THE TASK: Pull out each line of the data below that contains the string "snow", and treat uppercase and lowercase as distinct when matching.

RECORDS PROVIDED:

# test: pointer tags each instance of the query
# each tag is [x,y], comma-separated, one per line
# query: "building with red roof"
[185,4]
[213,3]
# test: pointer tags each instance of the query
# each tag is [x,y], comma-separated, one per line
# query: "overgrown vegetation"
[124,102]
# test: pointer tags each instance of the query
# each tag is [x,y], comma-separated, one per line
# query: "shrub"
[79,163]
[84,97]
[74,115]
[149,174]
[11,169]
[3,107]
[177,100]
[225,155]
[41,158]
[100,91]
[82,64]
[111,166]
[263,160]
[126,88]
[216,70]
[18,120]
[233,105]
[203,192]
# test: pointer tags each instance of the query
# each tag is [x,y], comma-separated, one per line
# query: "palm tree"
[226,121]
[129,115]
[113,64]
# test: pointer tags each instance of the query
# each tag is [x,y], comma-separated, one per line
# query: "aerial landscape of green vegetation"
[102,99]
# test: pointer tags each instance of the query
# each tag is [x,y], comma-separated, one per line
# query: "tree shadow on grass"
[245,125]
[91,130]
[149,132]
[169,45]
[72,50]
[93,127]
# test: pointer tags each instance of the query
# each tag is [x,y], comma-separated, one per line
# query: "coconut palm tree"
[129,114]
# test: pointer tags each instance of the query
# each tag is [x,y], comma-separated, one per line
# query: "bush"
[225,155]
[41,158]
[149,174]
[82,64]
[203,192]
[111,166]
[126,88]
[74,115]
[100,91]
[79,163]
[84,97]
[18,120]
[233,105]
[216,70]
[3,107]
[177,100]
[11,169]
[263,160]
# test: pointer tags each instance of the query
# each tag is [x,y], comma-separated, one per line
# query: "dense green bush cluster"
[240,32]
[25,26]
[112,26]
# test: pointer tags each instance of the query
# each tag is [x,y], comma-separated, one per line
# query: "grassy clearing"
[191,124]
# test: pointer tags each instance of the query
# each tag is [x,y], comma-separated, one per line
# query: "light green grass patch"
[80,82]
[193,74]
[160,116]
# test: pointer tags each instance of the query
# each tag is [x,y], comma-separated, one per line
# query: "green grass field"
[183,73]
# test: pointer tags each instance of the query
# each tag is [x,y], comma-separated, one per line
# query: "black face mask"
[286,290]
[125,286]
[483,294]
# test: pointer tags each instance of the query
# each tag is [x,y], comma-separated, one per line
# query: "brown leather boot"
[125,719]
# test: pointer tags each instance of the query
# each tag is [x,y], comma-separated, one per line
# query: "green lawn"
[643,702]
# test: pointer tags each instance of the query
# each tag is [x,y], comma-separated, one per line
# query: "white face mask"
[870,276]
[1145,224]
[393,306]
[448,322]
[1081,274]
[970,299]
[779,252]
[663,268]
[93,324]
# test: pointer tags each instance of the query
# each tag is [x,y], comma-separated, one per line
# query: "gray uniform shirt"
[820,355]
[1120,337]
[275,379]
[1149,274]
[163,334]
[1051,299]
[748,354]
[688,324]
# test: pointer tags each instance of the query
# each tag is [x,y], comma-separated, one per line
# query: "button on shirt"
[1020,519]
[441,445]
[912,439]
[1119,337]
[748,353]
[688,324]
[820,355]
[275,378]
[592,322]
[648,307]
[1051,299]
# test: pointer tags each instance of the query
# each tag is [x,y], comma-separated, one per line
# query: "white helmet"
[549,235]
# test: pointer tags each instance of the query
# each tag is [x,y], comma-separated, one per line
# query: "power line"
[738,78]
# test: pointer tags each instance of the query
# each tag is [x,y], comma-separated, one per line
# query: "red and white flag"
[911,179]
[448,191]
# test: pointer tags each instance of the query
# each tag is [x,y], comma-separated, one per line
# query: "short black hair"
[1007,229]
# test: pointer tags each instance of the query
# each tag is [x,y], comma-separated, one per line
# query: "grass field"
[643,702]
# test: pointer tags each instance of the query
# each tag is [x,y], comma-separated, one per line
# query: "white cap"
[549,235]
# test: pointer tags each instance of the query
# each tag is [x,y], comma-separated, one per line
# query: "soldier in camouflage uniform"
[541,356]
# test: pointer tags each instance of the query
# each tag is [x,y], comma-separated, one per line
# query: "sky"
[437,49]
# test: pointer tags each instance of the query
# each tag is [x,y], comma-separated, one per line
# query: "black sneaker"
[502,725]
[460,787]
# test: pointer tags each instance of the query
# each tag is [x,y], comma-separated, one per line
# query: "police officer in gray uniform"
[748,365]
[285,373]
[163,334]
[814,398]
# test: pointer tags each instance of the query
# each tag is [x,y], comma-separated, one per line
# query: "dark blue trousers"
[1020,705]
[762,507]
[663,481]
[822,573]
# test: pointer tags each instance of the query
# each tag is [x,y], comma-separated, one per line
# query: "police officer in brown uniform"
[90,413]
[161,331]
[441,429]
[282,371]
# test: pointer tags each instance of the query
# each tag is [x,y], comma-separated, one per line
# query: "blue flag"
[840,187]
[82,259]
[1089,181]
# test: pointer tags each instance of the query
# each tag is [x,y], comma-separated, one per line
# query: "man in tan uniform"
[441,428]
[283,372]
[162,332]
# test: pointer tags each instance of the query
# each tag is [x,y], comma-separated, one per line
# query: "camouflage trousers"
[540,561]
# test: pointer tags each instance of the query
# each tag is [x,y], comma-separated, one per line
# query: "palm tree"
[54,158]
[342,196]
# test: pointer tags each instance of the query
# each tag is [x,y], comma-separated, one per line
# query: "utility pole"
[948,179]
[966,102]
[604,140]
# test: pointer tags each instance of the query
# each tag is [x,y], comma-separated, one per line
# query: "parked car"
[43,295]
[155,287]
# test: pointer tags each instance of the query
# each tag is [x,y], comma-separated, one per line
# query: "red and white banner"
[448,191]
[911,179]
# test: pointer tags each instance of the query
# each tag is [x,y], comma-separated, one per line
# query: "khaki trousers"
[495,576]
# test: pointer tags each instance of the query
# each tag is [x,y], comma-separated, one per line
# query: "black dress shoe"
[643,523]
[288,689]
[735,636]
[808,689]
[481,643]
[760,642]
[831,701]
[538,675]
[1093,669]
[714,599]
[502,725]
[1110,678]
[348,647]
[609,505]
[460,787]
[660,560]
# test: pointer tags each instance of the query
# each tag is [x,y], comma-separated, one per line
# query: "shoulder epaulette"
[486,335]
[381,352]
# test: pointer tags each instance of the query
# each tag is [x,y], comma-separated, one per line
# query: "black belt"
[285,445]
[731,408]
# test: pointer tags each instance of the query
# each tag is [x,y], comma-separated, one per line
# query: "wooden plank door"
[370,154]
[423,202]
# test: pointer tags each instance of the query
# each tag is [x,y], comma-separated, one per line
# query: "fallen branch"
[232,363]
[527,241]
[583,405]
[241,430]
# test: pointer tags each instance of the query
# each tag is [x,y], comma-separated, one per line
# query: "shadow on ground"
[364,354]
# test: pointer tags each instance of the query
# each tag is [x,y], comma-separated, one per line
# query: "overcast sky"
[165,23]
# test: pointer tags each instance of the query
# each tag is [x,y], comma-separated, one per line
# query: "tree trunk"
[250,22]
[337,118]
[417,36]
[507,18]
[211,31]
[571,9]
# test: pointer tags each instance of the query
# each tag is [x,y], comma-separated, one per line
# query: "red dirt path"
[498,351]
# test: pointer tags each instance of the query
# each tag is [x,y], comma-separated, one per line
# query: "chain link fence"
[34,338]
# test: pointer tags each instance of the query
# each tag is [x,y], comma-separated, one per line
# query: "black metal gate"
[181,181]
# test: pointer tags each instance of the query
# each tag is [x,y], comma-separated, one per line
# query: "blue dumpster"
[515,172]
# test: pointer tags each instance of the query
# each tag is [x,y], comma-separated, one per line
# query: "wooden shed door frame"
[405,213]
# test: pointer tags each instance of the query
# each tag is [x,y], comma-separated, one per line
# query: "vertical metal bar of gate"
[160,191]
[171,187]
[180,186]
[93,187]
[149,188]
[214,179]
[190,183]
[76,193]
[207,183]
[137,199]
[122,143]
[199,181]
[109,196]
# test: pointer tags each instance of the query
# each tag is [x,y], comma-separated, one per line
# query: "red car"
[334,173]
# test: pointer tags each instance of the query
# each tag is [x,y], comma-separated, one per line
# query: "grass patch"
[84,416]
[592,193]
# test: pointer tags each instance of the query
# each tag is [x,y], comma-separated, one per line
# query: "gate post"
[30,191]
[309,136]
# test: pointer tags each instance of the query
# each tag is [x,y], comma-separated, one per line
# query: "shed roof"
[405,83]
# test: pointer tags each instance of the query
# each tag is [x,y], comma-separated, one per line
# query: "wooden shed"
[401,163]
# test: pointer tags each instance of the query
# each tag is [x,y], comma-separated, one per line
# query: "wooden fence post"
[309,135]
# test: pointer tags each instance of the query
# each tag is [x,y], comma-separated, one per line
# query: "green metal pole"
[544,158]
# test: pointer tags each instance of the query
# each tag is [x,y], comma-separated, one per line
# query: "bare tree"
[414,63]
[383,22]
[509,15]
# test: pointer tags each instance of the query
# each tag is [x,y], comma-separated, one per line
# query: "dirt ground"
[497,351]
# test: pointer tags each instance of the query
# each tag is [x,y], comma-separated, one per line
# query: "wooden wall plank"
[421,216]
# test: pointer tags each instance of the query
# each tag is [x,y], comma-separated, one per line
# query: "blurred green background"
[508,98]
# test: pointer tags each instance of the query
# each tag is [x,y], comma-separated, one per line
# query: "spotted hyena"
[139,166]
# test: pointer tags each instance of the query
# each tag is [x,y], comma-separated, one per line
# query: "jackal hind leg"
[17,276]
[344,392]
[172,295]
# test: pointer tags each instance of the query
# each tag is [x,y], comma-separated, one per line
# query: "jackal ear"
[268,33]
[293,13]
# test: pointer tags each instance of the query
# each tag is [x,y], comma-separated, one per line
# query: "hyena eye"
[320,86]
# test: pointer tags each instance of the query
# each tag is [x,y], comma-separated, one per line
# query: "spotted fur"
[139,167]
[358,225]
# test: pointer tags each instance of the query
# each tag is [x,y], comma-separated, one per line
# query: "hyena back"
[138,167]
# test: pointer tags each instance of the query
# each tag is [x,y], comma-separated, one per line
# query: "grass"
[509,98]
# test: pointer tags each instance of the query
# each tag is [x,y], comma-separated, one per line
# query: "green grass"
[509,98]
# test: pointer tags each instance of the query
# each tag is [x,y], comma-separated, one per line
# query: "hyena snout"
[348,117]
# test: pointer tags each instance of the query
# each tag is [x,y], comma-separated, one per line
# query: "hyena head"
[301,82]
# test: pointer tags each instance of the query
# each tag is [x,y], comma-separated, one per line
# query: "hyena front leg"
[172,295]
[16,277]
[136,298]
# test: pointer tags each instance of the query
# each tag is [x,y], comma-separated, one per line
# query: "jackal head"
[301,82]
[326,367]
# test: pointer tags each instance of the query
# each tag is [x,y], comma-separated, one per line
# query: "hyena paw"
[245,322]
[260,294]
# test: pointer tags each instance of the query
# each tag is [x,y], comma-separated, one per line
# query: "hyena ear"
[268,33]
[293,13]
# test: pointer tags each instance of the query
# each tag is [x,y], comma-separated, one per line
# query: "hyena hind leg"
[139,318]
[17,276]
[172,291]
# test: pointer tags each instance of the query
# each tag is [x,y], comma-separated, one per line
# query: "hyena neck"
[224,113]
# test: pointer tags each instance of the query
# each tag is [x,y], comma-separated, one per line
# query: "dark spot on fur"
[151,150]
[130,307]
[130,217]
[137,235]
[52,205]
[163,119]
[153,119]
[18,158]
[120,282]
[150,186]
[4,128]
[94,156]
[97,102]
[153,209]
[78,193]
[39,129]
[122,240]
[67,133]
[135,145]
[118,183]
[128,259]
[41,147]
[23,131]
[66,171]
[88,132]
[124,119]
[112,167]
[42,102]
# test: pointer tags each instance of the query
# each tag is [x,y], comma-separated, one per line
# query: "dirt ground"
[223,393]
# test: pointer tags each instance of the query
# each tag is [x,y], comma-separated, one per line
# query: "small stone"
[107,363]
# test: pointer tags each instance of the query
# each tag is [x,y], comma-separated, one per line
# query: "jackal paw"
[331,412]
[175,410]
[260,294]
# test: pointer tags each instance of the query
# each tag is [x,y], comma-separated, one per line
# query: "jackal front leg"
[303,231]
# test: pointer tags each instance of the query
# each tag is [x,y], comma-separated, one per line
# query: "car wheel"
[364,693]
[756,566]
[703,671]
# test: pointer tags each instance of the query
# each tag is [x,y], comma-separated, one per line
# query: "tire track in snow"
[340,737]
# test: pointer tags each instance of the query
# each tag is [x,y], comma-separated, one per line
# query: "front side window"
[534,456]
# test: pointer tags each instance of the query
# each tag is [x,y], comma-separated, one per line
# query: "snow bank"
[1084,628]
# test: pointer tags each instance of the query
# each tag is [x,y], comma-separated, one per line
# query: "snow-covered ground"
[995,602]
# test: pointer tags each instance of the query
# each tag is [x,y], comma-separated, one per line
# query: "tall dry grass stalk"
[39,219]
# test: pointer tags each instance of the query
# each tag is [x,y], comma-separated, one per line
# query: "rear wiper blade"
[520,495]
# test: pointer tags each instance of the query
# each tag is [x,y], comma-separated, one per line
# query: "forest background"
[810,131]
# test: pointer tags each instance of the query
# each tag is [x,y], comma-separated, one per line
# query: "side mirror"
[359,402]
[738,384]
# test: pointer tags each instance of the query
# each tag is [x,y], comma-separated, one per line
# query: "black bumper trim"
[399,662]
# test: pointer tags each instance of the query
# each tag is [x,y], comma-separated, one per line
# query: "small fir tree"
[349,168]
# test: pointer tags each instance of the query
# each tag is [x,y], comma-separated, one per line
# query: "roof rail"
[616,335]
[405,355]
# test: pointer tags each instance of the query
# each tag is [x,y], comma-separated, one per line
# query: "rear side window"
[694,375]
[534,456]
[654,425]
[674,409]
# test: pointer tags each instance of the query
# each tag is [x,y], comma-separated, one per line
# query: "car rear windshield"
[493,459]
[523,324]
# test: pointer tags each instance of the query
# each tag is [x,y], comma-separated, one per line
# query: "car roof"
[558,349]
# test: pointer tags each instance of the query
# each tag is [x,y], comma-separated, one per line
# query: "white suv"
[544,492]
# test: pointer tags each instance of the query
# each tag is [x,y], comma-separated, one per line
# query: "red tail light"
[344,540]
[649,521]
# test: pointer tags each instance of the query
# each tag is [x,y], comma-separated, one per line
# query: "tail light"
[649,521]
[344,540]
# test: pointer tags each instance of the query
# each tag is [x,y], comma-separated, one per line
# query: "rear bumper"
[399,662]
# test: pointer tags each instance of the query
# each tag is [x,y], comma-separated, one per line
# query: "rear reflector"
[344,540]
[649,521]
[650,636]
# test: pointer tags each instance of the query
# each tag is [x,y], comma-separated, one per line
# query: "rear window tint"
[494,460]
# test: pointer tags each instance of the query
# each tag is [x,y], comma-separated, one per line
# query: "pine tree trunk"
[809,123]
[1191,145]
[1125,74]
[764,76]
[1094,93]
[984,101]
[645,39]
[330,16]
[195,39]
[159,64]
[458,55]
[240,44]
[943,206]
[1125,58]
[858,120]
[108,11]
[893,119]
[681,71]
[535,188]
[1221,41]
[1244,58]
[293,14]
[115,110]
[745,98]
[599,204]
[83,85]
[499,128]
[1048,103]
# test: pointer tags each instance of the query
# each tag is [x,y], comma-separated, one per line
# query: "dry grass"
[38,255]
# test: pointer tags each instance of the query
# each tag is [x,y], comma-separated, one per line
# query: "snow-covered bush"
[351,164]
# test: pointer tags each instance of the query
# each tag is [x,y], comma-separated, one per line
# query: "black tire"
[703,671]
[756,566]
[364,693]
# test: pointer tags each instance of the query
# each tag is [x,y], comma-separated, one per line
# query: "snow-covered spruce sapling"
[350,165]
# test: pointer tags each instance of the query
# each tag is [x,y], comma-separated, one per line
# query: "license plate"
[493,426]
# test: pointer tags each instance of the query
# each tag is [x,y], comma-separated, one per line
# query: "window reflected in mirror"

SOLUTION BELOW:
# query: "tire track in snow"
# query: "snow bank"
# query: "snow-covered ground"
# query: "snow-covered bush"
# query: "snow-covered spruce sapling"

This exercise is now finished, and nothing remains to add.